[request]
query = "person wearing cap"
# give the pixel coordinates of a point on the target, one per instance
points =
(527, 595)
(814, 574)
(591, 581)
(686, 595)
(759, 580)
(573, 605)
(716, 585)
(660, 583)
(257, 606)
:::
WHAT THE TASK REQUIRES
Reproduce the records above with "cap" swapped for "hat" and nothing else changed.

SOLUTION TO THE PROBLEM
[request]
query = "person wearing hat"
# give the pixel coordinates of a point on the target, one per instance
points =
(527, 595)
(814, 574)
(591, 581)
(686, 595)
(759, 580)
(573, 605)
(716, 585)
(660, 583)
(257, 606)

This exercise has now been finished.